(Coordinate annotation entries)
======

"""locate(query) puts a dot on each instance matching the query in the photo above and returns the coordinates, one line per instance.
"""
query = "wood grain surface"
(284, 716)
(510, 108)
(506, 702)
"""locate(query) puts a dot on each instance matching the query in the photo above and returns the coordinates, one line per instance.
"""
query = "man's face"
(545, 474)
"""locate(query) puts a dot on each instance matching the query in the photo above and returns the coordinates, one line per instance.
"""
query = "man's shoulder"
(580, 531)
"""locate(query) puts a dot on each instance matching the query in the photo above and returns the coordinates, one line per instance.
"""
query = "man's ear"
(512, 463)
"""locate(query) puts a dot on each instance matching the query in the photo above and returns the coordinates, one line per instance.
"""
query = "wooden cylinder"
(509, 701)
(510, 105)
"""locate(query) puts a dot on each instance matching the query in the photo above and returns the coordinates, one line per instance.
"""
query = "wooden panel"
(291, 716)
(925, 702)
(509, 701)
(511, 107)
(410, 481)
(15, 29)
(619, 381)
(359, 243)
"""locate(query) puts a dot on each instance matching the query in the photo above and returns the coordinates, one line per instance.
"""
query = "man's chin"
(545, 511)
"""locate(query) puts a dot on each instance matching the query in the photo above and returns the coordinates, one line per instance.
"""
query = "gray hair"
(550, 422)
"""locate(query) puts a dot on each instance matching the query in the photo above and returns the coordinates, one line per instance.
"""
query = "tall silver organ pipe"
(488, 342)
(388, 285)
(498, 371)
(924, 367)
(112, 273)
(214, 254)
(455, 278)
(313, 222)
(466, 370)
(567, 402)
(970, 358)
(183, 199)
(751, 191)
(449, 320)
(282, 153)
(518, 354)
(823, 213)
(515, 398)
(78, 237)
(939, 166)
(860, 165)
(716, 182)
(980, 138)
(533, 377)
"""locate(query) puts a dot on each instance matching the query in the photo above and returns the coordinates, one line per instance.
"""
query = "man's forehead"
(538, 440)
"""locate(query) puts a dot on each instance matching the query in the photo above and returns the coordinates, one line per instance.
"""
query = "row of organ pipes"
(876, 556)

======

How many lines of the entries contain the string "organ"? Case counts; reply with the number alone.

2